start Passage to read
Comments / metadata in assembly listings don't make sense for code vectorized using Vector API
Piotr Tarsa
piotr.tarsa at gmail.com
Wed Dec 30 14:17:50 UTC 2020
Hi all,
Thanks for creating Project Panama! It looks promising. However, I've
made a try to vectorize some code and got somewhat disappointing
results. Therefore I wanted to look at the generated machine code to
see it it looks optimal. I've attached hsdis to JVM and enabled
assembly printing but the output doesn't make sense to me, i.e. the
instructions and comments / metadata don't seem to match. I may be
wrong as I've very rarely looked at assembly listing produced by JVM.
Performance:
As a baseline I took
https://benchmarksgame-team.pages.debian.net/benchmarksgame/program/mandelbrot-java-2.html
which takes about 3.05s to finish on my system. After vectorization
I've managed to achieve timings like 1.80s. That's quite disappointing
to me as I have a Haswell machine which has AVX2, high speed L1
caches, etc I've tested on recent JDK 16 EA build from
http://jdk.java.net/16/
Link to the code and assembly listing:
https://gist.github.com/tarsa/7a9c80bb84c2dcd807be9cd16a655ee0 I'll
copy the source code again in this mail at the end.
What I see in the assembly listings is e.g.
0x00007f0e208b8ab9: cmp r13d,0x7fffffc0
0x00007f0e208b8ac0: jg 0x00007f0e208b932c
0x00007f0e208b8ac6: vmulpd ymm0,ymm6,ymm4
0x00007f0e208b8aca: vsubpd ymm1,ymm4,ymm4
0x00007f0e208b8ace: vmovdqu YMMWORD PTR [rsp+0xc0],ymm1
0x00007f0e208b8ad7: vmulpd ymm0,ymm0,ymm4
;*synchronization entry
; -
jdk.internal.vm.vector.VectorSupport$VectorPayload::getPayload at -1
(line 101)
; -
jdk.incubator.vector.Double256Vector$Double256Mask::getBits at 1 (line
557)
; -
jdk.incubator.vector.AbstractMask::toLong at 24 (line 77)
; -
mandelbrot_simd_1::computeChunksVector at 228 (line 187)
0x00007f0e208b8adb: vaddpd ymm0,ymm0,ymm2 ;*checkcast
{reexecute=0 rethrow=0 return_oop=0}
; -
jdk.incubator.vector.DoubleVector::fromArray0Template at 34 (line 3119)
; -
jdk.incubator.vector.Double256Vector::fromArray0 at 3 (line 777)
; -
jdk.incubator.vector.DoubleVector::fromArray at 24 (line 2564)
end Passage to read
_Given task 1_
Check (a), (b), and (c) against the mailing-list post. For each, answer yes or no and quote the deciding words from the post. (a) The baseline program takes about 3.05s to finish on the author's system. (b) The author tested on a JDK 15 release build. (c) The author's Haswell machine lacks AVX2.
_Given task 2_
In the listing, rewrite the stretch from the line containing "Target: distant treeline" through the end of the listing. Replace "Wanted" with "Requested" and keep everything else unchanged, returning only that stretch.
start Data for the task
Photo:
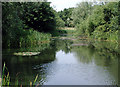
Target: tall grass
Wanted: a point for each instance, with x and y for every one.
(6, 78)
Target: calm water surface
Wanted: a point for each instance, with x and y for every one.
(65, 62)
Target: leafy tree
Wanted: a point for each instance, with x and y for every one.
(66, 16)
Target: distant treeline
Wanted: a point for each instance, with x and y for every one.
(23, 21)
(99, 21)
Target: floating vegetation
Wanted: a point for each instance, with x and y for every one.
(26, 53)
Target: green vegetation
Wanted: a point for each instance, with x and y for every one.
(66, 16)
(25, 24)
(98, 21)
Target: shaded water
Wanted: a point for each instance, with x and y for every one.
(66, 62)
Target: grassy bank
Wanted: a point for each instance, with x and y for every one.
(27, 38)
end Data for the task
_Response 1_
(a) Yes: "which takes about 3.05s to finish on my system"
(b) No: "I've tested on recent JDK 16 EA build"
(c) No: "I have a Haswell machine which has AVX2"

_Response 2_
Target: distant treeline
Requested: a point for each instance, with x and y for every one.
(23, 21)
(99, 21)
Target: floating vegetation
Requested: a point for each instance, with x and y for every one.
(26, 53)
Target: green vegetation
Requested: a point for each instance, with x and y for every one.
(66, 16)
(25, 24)
(98, 21)
Target: shaded water
Requested: a point for each instance, with x and y for every one.
(66, 62)
Target: grassy bank
Requested: a point for each instance, with x and y for every one.
(27, 38)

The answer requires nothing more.